→ **Text excerpt**:
We have updated this discussion with proof of the ode tracking lemma for this case, in the appendix in the final version.
***Q4) In line 119-121, the authors make the comment "Yuan et al. (2022) too establishes global convergence with sample complexity of $\mathcal{O}(\epsilon^{-3})$, however, it requires an additional structural assumption on the problem which is highly restrictive." The sentence is written in a way that makes the audience want to know the exact assumption. Please provide more detail here.***
> The Yuan et al (2022) have various results under various assumptions for stochastic policy gradient descent with batch $m$ horizon $H$. It has only actor parameter, no critic.
> ***Corollary 4.11.*** The simplest (only with ABC Assumption 3.3) global convergence sample complexity is $O(\epsilon^{-6})$ with horizon length $H = \frac{\log(\epsilon^{-1})}{1-\gamma}$.
>***Corollary 3.7.*** In addition to ABC Assumption 3.3 , this result requires Assumption 3.6 with slackness $\epsilon'$ for horizon $H$.
>> Limiting case: Note that $\epsilon'$ is zero for infinite horizon, and for this case, the stochastic policy gradient requires $O(\epsilon^{-3})$ iterations for $O(\epsilon)$ close global policy. Hence, the sample complexity is essential infinite as trajectories are rolled till infinite length for each iteration.
>> Normal case: For $\epsilon' \neq 0$, the policy is only guaranteed to converge to sub-optimality $O(\epsilon + \epsilon')$ in $O(\epsilon^{-1}(\epsilon')^{-2})$ iterations. That is, algorithm can't be guaranteed to converge to a arbitrary small sub-optimality.
> To summarize, the (stochastic policy gradient) algorithm in Yuan et al (2022) is substantially different than ours (single time-scale actor-critic). Furthermore, our sample complexity is either better and/or requires less assumptions. We shall make it more precise in the final version.
***Q5) In line 150-151, "However, the return ... leading to the following result." -- the gradient domination lemma is not a direct consequence of $J$ being smooth.***
> Thank you very much. This line is misplaced here. We will remove it in the updated version.
***Q6) I suggest that the authors re-organize the appendix and add proper linkage between lemmas/propositions and their proofs, to make it easier to the audience to locate the proofs.***
> Thank you very much for the suggestion. We will add an outline of the appendix and clearly mark the technical results against their main text counterparts in the updated version.
***Q7)Something nice about the result in this paper is that the convergence is established on the last iterate. If we follow the analysis in Chen and Zhao [2024] and plugs in the gradient domination condition at the end, the convergence in value function space will be on the best iterate (in addition to having an inferior rate). The authors should consider mentioning this additional advantage of their analysis.***
> Thanks this suggestion. We will add this point after our main result Theorem 3.3.

→ **Supplied material**:
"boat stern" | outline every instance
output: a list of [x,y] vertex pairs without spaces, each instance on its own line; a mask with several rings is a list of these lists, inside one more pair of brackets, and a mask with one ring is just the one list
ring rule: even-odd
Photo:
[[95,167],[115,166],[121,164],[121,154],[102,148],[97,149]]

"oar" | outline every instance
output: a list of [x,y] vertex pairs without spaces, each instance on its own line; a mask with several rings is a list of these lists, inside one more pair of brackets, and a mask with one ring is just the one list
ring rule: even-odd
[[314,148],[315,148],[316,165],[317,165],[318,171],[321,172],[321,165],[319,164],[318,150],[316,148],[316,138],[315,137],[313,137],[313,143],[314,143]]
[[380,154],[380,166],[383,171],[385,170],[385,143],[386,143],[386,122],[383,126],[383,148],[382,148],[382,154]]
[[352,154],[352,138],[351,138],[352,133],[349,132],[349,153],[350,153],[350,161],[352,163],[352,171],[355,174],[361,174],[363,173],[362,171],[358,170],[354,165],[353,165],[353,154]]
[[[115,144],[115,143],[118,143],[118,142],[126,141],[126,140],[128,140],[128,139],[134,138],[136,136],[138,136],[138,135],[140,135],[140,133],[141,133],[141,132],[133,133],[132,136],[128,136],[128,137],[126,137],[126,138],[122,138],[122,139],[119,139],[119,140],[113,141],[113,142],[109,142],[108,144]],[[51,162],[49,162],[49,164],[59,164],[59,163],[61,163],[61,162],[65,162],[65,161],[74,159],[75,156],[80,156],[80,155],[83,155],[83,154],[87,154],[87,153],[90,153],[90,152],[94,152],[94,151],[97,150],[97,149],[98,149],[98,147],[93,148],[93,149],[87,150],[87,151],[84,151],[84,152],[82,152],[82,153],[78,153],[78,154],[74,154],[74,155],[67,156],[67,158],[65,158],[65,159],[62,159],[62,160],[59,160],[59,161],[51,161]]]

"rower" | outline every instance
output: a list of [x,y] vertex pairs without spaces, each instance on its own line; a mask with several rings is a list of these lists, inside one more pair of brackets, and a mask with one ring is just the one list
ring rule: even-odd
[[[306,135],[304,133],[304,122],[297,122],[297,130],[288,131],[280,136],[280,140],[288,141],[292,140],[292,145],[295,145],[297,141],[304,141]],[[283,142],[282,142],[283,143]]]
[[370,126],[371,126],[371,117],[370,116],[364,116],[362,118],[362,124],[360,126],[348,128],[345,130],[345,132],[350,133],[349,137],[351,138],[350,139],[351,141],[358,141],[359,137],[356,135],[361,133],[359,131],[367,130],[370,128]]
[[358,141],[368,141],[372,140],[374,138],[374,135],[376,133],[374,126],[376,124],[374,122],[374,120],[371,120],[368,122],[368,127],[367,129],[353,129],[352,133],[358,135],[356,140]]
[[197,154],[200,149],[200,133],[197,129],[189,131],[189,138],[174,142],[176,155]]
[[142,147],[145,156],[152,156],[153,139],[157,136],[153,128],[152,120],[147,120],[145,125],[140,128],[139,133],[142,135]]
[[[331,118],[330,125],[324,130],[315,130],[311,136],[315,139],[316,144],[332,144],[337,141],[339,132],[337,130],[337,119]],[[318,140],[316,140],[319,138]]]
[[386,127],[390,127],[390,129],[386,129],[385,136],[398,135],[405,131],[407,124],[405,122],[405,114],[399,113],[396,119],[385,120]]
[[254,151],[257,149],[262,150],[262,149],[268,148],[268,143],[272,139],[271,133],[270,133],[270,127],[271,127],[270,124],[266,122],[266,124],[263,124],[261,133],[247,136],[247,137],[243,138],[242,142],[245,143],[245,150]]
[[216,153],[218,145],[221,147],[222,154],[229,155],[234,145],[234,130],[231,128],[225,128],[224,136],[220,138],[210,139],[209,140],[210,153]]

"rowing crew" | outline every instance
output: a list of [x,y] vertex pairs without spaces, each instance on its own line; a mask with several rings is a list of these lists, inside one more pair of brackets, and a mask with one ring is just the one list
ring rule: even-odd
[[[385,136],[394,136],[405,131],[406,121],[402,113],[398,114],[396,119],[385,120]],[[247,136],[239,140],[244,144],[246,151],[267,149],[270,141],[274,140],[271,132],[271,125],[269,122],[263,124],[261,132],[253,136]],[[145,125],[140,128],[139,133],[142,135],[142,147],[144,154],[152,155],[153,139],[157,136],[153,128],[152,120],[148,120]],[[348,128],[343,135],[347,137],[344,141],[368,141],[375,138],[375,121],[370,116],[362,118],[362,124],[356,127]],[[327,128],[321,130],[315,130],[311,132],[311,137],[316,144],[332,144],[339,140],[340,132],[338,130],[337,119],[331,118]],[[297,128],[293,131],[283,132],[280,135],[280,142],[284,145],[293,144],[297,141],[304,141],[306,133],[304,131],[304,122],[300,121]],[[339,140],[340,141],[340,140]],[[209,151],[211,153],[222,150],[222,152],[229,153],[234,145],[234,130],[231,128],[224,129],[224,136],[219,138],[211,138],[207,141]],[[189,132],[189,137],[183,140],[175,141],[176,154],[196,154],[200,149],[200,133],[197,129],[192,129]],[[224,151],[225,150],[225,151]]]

→ **Task requirements**:
A. List all the question labels, such as "Q4", that appear in the review response.
B. Pick out the lines of the entries that contain the word "every", and copy them all.
The text and the entries come from unrelated sources.

→ **Set of answers**:
A. Q4, Q5, Q6, Q7

B.
"boat stern" | outline every instance
"oar" | outline every instance
"rower" | outline every instance
"rowing crew" | outline every instance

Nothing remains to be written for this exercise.